PASSAGE PROVIDED |
>> Start

After referring to the apportionment of territory and the strength of the district, the preacher continued:

The Convention assembled at St. Peter's Church, Albany, on Wednesday last. Bishop Potter preached the sermon. . . . On Thursday at 12 o'clock, after a most solemn and impressive religious service and silent prayer, the Convention proceeded to elect a Bishop, and on the ninth balloting the Rev. Dr. Doane, Rector of St. Peter's Church, Albany, was elected first Bishop of the new See, he having received a majority of both the clerical and lay votes. The Te Deum was then sung. Soon afterwards, Dr. Doane at the request of the Convention appeared before it, acknowledged the kindness and confidence of his brethren, clerical and lay, evidenced by their choice; assured them that "if he thought the office had come to him through man's device, and not from God, he would die sooner than take up the load that is laid upon his soul," and closed his address with these words: "I give myself, my life, my all, through you, to God. I ask from you your confidence, your sympathy--I had almost said your pity, and your prayers that when the Chief Shepherd shall appear I may have some part, with you, in the crown of glory that fadeth not away."

The election was as unexpected to Dr. Doane as to his friends. And inasmuch as it has been intimated that there was some secret combination of the clergy to further and secure the election of the Rector of St. Peter's, Albany, or prevent the election of some other prominent candidate favored by a majority of the laity, I here publicly affirm that if such a combination existed, it was unknown to myself, and I also state the fact, that before the first balloting, I only knew how two men would vote, myself and one other. I did not rely on the cooperation in Dr. Doane's favor of one lay vote. I had made up my mind after due consideration how I should cast rny own vote, when I was assured by a clerical brother that he concurred with me in judgment and purpose. Under the circumstances I could not he very sanguine of success. I determined to do my duty honestly in the sight of God, and submit graciously to the allotment of His Providence. More than a year ago, in conversation with a friend, a. layman, I frankly avowed my own preferences, acknowledged that I could not anticipate the election of the clerical brother whom I might choose, and assured him that I was ready in good faith, to sustain any man as my Bishop, who with good heart, in all sincerity and faithfulness, believed in the Bible and the Book of Common Prayer. I thus showed myself not very difficult to please or satisfy, while at the same time I honestly avowed my own preferences, and recognized the rights of the majority of my lay and clerical brethren. I think more of the office than I do of the man who fills it, and I was ready to honor and obey any Diocesan whom the majority of my brethren might distinguish by the prerogatives and dignity of the Episcopate. I should distrust my own faith in the use, the expediency, or the necessity of the sacred office of the Bishop in the Church of Christ, if I could allow my individual likes or dislikes, my notions or conceits, my opinions or convictions, to make me falter in my allegiance to my Bishop.

>> End

SOURCE DATA |
>> Start

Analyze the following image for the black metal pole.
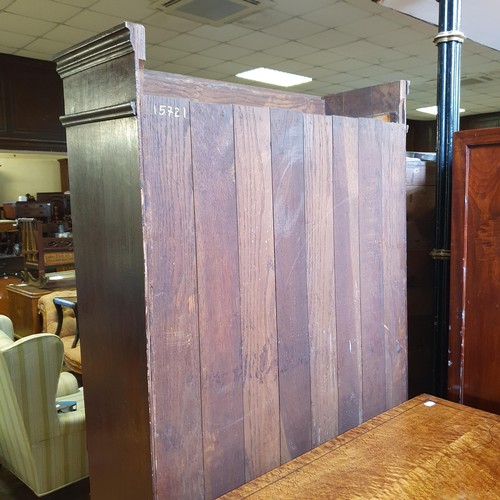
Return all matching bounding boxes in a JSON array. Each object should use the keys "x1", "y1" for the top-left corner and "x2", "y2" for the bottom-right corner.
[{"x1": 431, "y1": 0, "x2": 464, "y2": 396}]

>> End

SET TASK | Decide whether each statement agrees with the passage on the Albany bishop election, giving yes or no and quoting the deciding words. 1. Dr. Doane was elected on the ninth ballot. 2. Before the first ballot, the speaker knew how several lay delegates would vote. 3. Dr. Doane preached the sermon at the Convention.

REPLY |
1. Yes: "on the ninth balloting the Rev. Dr. Doane, Rector of St. Peter's Church, Albany, was elected first Bishop of the new See"
2. No: "before the first balloting, I only knew how two men would vote, myself and one other"
3. No: "Bishop Potter preached the sermon."